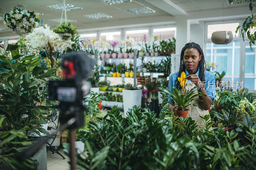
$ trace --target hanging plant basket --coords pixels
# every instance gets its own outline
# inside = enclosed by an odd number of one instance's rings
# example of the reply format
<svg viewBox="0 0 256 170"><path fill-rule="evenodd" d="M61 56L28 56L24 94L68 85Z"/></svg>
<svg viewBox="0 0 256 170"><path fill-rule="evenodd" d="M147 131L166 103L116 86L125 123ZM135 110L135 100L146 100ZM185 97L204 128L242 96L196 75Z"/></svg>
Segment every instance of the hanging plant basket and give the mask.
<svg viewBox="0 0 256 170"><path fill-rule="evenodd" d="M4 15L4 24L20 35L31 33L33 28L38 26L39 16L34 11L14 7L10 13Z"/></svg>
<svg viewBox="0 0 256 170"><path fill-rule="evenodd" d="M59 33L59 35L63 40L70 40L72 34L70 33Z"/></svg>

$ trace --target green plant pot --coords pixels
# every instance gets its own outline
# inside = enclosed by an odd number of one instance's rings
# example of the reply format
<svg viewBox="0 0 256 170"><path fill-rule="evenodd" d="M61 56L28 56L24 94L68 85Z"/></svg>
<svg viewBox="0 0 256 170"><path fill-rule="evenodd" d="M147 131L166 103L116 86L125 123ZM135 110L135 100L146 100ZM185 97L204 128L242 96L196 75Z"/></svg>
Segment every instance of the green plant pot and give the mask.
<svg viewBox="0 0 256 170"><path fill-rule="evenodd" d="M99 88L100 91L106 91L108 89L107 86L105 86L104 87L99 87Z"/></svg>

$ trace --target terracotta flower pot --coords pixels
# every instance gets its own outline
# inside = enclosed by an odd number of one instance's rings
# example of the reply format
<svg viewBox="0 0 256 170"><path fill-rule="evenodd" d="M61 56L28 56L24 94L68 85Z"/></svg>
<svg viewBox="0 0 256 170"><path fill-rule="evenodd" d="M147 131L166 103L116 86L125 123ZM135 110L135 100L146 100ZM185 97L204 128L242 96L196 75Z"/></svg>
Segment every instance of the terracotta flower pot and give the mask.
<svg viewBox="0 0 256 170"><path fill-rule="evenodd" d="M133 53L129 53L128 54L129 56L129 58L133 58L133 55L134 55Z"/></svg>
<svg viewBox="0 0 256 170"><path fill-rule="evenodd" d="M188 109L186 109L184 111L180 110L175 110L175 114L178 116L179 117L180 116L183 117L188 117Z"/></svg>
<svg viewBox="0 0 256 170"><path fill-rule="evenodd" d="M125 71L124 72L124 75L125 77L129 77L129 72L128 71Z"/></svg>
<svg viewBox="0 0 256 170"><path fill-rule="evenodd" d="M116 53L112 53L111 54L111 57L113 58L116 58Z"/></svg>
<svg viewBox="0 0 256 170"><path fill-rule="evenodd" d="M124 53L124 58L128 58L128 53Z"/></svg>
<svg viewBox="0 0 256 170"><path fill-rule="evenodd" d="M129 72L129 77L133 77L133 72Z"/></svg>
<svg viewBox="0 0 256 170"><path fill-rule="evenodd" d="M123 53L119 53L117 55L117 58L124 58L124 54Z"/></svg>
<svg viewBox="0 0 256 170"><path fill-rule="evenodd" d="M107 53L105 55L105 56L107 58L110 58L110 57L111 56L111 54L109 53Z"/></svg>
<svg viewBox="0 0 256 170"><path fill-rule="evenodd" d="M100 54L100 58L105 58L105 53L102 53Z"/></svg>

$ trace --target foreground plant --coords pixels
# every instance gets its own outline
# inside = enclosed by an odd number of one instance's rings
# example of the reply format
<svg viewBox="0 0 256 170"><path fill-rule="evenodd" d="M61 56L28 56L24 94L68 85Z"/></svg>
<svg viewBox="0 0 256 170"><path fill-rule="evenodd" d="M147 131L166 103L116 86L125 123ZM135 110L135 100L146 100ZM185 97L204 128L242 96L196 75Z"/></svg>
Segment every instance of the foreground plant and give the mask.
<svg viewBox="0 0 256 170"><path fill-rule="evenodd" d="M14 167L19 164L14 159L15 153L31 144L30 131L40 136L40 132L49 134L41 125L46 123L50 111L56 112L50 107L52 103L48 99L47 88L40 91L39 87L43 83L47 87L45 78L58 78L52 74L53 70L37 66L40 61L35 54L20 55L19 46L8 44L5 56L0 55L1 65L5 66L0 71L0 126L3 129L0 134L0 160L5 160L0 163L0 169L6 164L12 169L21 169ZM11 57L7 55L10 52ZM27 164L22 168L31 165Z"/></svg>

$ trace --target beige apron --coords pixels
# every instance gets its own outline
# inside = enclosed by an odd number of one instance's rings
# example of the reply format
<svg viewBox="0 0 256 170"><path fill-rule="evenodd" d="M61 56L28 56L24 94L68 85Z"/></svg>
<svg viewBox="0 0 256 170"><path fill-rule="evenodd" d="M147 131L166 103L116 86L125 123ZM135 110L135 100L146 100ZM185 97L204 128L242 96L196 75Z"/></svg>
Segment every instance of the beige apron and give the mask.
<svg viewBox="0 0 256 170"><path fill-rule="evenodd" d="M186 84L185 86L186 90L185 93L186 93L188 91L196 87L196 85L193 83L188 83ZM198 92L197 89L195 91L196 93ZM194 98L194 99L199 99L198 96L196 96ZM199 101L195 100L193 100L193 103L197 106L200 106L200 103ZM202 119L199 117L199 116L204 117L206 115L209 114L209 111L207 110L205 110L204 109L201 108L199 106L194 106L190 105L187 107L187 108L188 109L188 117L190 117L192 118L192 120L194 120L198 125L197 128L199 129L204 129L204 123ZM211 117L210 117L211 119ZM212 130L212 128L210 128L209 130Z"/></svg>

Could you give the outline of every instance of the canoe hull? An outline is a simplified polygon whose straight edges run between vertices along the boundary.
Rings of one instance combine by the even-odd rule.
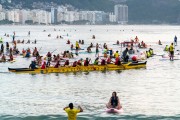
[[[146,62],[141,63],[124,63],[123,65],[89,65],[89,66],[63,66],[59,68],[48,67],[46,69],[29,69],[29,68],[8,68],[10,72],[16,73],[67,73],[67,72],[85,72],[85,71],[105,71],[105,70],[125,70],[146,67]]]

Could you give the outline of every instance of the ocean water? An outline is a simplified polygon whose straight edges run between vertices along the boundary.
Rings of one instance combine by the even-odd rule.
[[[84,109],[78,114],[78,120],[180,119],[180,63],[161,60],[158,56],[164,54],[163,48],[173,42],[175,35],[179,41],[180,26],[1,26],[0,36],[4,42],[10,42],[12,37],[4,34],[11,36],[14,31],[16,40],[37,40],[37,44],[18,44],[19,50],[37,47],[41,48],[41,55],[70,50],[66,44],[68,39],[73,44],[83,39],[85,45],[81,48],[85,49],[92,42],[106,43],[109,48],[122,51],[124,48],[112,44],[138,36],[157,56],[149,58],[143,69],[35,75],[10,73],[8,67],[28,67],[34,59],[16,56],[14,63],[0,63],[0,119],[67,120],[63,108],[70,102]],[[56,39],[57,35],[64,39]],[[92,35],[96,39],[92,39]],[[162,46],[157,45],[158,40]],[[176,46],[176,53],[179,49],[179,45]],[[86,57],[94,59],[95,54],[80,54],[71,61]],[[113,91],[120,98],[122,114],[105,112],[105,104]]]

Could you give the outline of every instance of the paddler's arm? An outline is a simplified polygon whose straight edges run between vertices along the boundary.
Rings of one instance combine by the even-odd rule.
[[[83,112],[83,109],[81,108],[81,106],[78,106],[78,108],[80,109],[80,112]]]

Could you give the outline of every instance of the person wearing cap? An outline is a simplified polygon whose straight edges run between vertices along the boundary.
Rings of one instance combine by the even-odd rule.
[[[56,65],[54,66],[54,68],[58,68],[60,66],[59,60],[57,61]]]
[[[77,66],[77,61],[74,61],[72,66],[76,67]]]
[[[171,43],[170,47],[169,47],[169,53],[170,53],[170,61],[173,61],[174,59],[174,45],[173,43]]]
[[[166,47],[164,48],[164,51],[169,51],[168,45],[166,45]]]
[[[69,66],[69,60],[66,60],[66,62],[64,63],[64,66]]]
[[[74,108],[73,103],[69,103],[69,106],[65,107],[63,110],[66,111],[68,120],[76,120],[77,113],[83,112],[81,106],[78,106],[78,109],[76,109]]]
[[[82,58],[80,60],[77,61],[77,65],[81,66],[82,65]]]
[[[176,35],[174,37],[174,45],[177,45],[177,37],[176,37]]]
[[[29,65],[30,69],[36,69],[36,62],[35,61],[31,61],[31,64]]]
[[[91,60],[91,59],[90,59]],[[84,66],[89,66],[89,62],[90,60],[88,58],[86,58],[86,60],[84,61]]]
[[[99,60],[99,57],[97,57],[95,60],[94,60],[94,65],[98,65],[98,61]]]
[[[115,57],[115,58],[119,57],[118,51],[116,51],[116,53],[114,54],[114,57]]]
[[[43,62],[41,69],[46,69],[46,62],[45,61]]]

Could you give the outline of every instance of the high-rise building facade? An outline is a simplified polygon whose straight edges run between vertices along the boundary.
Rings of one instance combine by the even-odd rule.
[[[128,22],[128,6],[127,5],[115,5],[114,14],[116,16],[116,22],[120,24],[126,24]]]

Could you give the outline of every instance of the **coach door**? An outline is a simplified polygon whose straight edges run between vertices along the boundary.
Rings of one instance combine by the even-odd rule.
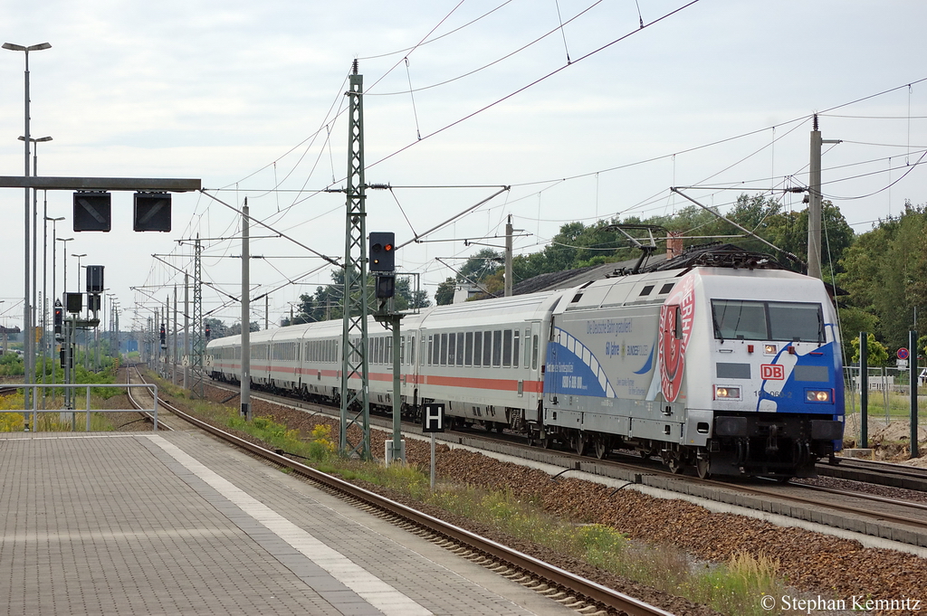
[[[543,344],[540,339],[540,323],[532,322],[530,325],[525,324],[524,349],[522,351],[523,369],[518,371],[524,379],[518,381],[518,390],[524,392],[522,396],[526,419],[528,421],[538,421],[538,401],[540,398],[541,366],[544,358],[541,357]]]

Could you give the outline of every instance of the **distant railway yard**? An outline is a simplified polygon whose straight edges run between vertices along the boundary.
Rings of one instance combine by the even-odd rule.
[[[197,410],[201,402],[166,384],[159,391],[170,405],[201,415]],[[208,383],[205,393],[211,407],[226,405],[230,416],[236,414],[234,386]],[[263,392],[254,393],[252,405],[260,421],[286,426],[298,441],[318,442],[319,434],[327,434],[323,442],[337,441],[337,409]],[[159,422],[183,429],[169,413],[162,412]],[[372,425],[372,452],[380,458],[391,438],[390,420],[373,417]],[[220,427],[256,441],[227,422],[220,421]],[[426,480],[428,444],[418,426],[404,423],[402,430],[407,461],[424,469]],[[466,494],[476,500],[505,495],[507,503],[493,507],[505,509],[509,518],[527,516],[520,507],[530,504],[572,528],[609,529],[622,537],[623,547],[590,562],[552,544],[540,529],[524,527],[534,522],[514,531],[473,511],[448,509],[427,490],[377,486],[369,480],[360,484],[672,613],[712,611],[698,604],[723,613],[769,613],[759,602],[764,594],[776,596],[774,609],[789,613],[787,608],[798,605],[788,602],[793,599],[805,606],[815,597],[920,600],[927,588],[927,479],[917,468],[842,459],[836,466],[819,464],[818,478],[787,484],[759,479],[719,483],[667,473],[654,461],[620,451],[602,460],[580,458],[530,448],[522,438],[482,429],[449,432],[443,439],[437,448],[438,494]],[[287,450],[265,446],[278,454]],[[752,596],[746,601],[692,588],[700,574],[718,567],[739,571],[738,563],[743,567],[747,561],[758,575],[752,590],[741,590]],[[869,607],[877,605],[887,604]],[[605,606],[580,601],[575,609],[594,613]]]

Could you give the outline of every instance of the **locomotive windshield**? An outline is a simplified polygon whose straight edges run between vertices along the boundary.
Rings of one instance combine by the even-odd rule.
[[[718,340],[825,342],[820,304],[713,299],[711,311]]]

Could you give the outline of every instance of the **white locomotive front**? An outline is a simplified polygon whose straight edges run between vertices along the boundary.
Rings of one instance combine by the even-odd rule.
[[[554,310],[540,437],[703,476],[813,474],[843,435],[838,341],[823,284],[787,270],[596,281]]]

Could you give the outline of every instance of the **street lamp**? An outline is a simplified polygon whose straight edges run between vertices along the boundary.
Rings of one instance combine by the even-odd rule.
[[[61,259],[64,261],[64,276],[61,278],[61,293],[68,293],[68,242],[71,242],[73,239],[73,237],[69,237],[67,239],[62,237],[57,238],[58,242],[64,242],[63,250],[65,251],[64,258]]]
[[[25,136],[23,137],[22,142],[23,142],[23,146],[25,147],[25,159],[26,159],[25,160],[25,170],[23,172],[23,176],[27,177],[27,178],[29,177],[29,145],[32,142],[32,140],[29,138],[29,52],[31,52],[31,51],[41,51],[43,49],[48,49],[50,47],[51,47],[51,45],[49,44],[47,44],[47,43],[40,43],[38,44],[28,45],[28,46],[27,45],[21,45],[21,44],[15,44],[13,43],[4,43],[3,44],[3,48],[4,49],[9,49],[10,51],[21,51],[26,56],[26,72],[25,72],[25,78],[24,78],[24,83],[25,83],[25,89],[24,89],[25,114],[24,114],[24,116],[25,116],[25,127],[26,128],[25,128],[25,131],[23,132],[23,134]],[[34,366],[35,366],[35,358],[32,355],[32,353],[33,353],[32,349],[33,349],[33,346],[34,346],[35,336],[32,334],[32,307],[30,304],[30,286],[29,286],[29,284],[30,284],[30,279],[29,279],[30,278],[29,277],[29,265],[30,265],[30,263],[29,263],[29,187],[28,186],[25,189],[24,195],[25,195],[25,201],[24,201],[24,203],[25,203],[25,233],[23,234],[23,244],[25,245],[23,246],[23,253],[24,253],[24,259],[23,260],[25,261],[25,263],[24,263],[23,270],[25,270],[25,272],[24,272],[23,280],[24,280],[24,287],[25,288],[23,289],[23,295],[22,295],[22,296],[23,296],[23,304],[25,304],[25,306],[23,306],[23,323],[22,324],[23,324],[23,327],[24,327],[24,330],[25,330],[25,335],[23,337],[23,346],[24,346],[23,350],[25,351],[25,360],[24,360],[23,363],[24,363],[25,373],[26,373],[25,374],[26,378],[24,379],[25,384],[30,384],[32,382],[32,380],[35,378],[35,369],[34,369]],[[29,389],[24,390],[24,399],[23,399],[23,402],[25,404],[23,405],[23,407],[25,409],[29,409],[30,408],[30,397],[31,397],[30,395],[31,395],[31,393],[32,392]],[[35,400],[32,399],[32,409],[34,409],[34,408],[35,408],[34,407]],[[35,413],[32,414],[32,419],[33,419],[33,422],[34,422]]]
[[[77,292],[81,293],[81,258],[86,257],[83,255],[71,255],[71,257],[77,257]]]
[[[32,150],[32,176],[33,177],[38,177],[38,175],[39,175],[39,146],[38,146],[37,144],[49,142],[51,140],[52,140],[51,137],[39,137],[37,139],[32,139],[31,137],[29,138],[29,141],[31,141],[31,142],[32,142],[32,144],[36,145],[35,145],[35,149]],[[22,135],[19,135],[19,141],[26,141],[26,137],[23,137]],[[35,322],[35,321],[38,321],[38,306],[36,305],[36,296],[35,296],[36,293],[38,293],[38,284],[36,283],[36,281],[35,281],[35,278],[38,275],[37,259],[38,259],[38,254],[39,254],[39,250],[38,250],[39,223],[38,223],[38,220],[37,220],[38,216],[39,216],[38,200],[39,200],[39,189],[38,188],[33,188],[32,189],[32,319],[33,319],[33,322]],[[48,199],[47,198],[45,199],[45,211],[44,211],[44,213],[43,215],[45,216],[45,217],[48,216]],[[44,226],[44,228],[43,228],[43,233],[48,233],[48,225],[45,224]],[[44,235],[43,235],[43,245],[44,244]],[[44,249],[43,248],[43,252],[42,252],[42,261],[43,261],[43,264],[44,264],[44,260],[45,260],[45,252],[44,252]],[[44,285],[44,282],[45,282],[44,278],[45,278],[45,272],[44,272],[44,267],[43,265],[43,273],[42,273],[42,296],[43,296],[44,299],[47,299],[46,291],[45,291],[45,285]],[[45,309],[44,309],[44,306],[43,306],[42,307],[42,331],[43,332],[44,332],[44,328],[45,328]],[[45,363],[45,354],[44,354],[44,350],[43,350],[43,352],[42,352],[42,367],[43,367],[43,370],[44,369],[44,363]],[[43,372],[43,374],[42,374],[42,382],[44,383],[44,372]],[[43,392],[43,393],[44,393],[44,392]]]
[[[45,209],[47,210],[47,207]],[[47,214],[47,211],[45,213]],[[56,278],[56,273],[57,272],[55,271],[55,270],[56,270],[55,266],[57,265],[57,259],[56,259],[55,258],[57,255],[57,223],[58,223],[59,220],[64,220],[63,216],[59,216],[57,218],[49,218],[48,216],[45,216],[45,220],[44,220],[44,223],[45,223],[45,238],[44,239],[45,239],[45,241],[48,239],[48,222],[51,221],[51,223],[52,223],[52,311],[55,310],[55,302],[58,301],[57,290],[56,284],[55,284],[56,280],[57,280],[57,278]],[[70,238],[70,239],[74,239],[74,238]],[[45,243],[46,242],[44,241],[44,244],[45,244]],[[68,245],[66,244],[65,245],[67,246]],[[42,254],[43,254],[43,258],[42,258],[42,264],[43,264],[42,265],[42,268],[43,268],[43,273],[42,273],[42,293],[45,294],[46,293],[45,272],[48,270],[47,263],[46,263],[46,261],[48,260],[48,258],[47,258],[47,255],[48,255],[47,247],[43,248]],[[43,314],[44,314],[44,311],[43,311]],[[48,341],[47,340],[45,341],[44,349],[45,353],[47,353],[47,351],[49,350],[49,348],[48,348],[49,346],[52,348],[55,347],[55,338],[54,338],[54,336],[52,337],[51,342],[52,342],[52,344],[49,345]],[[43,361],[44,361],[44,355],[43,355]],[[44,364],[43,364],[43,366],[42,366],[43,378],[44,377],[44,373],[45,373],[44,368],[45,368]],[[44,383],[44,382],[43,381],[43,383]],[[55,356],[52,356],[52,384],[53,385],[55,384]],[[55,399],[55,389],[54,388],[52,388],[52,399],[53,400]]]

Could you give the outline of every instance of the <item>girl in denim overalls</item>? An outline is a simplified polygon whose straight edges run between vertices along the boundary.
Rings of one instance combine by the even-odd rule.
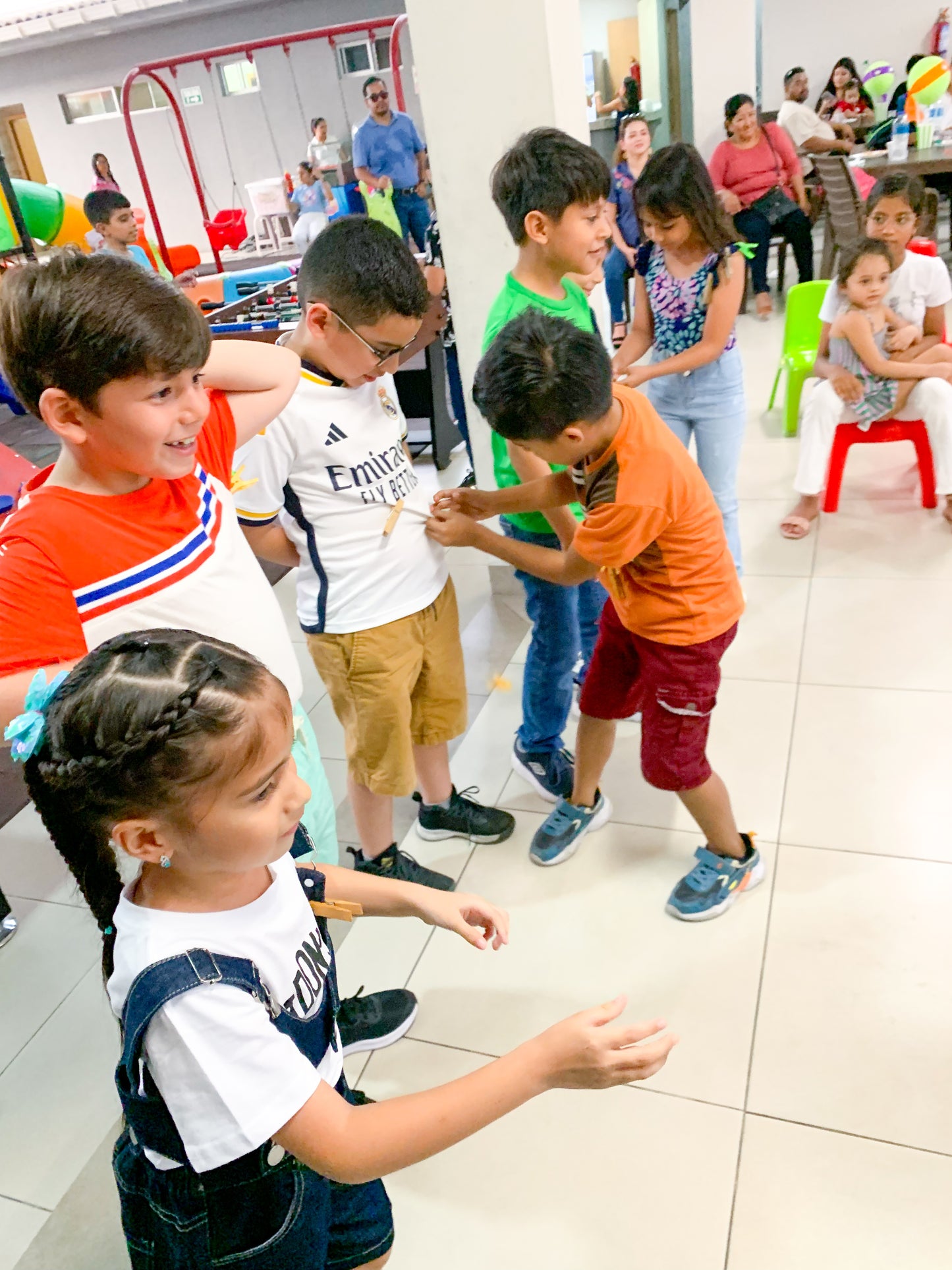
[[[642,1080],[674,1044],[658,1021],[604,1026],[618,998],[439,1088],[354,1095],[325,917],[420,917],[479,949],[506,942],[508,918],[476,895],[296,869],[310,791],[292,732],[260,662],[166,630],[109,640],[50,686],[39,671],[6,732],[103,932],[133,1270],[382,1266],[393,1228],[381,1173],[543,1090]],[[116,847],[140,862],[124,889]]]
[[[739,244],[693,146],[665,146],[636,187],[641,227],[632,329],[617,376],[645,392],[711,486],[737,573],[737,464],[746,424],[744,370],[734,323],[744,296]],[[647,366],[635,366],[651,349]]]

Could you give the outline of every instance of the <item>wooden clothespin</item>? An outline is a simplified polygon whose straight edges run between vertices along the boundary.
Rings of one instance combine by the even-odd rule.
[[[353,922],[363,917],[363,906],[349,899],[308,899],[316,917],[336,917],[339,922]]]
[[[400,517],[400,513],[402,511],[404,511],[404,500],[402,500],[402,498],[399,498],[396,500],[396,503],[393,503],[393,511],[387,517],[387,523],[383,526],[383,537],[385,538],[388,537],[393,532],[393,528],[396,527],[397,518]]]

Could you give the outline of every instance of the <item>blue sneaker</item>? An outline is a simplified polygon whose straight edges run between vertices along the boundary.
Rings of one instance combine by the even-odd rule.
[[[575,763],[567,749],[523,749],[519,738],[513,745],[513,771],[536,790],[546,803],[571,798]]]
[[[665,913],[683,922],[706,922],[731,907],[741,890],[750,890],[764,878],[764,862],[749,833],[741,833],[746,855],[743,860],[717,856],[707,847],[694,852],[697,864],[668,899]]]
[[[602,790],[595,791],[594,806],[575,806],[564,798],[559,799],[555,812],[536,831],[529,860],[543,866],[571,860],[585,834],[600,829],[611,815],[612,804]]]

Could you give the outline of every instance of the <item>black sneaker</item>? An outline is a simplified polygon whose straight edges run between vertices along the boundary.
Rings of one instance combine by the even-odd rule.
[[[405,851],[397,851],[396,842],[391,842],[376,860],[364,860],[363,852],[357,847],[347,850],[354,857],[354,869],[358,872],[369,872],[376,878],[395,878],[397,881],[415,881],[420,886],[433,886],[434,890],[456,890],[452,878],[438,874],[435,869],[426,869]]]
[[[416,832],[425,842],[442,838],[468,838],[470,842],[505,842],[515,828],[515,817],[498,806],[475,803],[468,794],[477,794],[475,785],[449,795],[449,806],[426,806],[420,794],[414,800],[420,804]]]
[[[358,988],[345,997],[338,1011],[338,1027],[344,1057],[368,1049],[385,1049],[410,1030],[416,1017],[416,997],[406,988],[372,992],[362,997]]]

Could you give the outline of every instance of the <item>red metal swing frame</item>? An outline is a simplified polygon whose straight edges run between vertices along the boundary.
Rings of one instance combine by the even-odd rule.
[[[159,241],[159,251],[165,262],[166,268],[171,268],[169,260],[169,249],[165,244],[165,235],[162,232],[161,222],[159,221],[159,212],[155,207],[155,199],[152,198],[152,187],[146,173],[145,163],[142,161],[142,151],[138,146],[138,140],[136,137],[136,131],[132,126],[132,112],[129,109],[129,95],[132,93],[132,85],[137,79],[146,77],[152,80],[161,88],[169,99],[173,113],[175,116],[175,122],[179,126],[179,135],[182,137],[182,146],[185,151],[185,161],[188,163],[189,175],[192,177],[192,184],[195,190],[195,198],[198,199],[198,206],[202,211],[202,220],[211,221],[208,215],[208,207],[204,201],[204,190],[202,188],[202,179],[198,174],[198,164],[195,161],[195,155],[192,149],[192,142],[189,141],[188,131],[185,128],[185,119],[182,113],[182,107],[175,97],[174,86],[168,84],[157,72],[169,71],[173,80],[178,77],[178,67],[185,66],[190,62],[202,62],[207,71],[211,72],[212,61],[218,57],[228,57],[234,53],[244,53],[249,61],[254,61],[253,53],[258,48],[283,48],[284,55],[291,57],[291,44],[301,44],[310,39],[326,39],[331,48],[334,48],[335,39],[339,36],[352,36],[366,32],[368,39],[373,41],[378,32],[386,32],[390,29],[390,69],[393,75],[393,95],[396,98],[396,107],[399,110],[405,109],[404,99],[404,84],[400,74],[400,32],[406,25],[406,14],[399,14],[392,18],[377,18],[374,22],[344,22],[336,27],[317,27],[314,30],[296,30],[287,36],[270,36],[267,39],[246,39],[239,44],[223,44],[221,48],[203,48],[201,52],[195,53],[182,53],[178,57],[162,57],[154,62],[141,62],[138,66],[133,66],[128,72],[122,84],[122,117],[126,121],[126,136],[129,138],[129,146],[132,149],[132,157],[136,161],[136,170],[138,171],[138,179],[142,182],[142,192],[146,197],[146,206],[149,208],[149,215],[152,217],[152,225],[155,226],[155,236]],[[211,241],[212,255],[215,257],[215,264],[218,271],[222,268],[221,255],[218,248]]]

● ● ● ●

[Objective]
Copy out every line between the line holding "plant --coords pixels" and the line holding "Segment every instance of the foreground", inclusive, without changing a character.

[Full solution]
$ trace --target foreground plant --coords pixels
# every instance gets its own outline
# inside = enclosed by an odd number of one instance's rings
# example of the reply format
<svg viewBox="0 0 256 170"><path fill-rule="evenodd" d="M61 56L28 56L24 94L68 85Z"/></svg>
<svg viewBox="0 0 256 170"><path fill-rule="evenodd" d="M147 131L166 103L116 86L125 123ZM135 110L135 100L146 100ZM185 97L204 128L242 96L196 75Z"/></svg>
Segment every instance of the foreground plant and give the mask.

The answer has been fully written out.